_What is expected_: Output all entries exactly as they appear and skip the pictures.
Data under study section start
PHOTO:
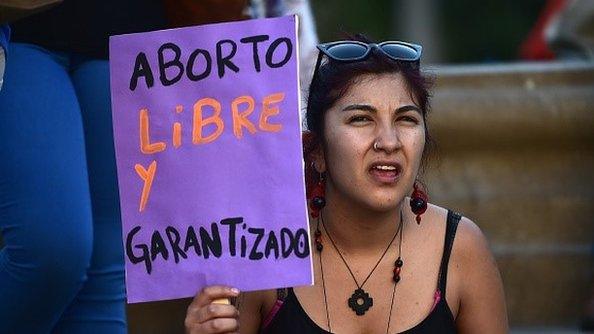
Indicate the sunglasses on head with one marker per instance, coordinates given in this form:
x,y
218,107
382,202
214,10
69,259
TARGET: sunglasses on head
x,y
347,51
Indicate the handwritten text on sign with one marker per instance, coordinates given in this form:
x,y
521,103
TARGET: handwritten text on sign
x,y
208,148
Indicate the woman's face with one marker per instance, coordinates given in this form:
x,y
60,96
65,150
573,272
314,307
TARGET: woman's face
x,y
376,109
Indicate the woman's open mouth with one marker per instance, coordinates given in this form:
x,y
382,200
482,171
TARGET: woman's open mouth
x,y
385,172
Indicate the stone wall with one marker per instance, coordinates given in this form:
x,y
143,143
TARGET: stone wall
x,y
516,150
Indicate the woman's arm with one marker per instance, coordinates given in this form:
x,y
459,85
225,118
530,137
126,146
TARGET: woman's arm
x,y
482,300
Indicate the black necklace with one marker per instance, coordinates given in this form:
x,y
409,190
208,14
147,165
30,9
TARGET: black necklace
x,y
360,301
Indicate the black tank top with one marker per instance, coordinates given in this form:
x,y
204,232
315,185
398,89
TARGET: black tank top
x,y
291,318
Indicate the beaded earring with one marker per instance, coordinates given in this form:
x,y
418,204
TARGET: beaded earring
x,y
318,199
418,201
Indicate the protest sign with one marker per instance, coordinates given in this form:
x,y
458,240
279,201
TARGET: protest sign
x,y
209,158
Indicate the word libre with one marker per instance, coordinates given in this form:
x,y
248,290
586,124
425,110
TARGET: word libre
x,y
241,108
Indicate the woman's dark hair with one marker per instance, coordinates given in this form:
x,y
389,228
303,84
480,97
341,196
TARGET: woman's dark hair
x,y
334,78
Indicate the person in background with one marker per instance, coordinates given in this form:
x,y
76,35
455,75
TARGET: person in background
x,y
62,265
4,37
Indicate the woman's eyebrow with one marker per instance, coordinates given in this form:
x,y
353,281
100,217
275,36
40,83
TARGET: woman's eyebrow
x,y
367,107
406,108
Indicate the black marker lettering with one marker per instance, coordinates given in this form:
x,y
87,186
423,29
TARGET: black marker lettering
x,y
163,65
273,47
232,222
173,237
142,69
271,245
158,246
145,252
192,60
254,254
211,244
192,241
225,61
255,40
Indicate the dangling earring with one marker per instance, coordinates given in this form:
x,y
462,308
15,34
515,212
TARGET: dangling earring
x,y
318,199
418,201
316,204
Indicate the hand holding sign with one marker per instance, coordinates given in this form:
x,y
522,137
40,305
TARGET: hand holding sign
x,y
208,147
205,315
Data under study section end
_Response box_:
PHOTO:
Indicate the sunglasses on head with one marker per instance, coordinates given in this form:
x,y
218,107
382,202
214,10
69,259
TARGET: sunglasses on head
x,y
347,51
Indicate the handwritten text on sign with one marker per instance, coordinates given in this form:
x,y
521,103
TARGET: handwritten text on sign
x,y
208,148
Indicate the woman's face with one marker per instance, coordinates given in this form:
x,y
60,96
65,150
573,272
314,307
TARGET: woman's face
x,y
376,109
Indicate the woman's open mouth with one marker per instance, coordinates given in this form:
x,y
382,200
482,171
TARGET: woman's open mouth
x,y
385,172
Indicate the stone wall with one marker per instance, coordinates given in this form:
x,y
143,143
TARGET: stone wall
x,y
516,150
Indicate the woman's arm with one marker per instance, coordinates given in this form:
x,y
459,85
225,118
530,137
126,146
TARGET: woman's arm
x,y
482,300
Indicate the black necklace with one marker per instance, coordinates given in this form:
x,y
409,190
208,14
147,165
30,9
TARGET: black necklace
x,y
360,301
Indicate the black tank top with one marker per instance, coordinates given in this form:
x,y
204,232
315,185
398,89
TARGET: black tank top
x,y
291,318
Indicate the beaded earring with one marker per instance, coordinates given in this form:
x,y
418,204
TARGET: beaded earring
x,y
318,199
418,201
Indicate the protest sign with one marker per instance, coordinates given in this form:
x,y
458,240
279,201
TARGET: protest sign
x,y
209,158
Indicate the word libre with one marker per instance, coordinates given in this form:
x,y
248,290
586,124
425,110
TARGET: word libre
x,y
241,108
Indicate the woman's dark hair with one marker per instance, coordinates given in this form:
x,y
389,228
303,84
480,97
341,196
TARGET: woman's dark hair
x,y
334,78
Indicate the person in background with one marker per instance, coordinates given in this form:
x,y
76,35
455,75
TARGET: person in background
x,y
62,265
4,37
Indicate the woman's eyebrow with one marker per instance, coordinates given in this form:
x,y
353,281
100,217
275,36
40,83
TARGET: woman's eyebrow
x,y
367,107
406,108
Indicate the black marker lettering with one marker per instance, coordinates given in this form:
x,y
87,186
423,29
TARGET: black marker lettering
x,y
163,65
273,47
232,222
173,237
142,69
271,245
158,246
145,252
192,60
254,254
211,244
192,241
225,61
255,40
Indicate the dangling earring with one marker per instance, coordinates given in this form:
x,y
462,308
15,34
515,212
TARGET: dangling earring
x,y
318,199
418,201
316,204
Indicate the hand holding sign with one marker per instance, coordinates given in this form:
x,y
522,137
40,305
TARGET: hand holding sign
x,y
208,147
205,315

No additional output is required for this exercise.